_WHAT IS NEEDED_
Which lines below contain the string "mountain"? Copy out each such line in full.

_PROVIDED RECORDS_
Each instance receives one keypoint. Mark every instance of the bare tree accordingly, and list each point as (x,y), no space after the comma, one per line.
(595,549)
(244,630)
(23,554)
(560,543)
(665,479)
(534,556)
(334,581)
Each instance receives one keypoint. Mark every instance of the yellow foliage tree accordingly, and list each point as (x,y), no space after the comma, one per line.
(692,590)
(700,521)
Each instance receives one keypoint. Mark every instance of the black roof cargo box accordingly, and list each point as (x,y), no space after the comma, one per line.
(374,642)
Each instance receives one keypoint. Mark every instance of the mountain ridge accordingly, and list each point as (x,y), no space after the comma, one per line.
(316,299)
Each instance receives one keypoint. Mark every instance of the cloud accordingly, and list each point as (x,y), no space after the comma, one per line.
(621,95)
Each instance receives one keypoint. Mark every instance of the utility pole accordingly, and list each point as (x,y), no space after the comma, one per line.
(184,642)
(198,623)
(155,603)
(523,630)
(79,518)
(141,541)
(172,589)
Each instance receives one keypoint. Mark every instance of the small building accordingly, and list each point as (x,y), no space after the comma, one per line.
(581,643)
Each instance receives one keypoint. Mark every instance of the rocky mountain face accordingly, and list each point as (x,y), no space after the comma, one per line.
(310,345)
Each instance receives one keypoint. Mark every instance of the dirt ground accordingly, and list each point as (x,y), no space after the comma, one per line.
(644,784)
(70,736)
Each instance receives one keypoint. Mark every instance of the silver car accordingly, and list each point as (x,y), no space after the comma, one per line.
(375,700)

...

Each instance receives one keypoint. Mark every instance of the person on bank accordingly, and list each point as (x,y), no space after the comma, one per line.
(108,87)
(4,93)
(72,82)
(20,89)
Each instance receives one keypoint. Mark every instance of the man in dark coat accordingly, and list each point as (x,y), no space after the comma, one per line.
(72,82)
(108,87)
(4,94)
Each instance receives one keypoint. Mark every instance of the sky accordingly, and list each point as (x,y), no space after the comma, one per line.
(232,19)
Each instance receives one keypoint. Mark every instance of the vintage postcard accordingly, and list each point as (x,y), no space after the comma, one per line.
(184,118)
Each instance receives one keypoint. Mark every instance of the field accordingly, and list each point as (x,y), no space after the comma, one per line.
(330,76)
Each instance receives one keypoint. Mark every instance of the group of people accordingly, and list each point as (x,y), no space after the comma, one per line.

_REPLY_
Each instance receives one keypoint. Mark every instance of the mountain ridge accordingly, and list each point as (x,y), no space after the comma, one per line.
Each instance receives one keypoint. Mark every instance of the rocky mountain face accordingly, and list each point as (x,y), no space after the comma, one per line.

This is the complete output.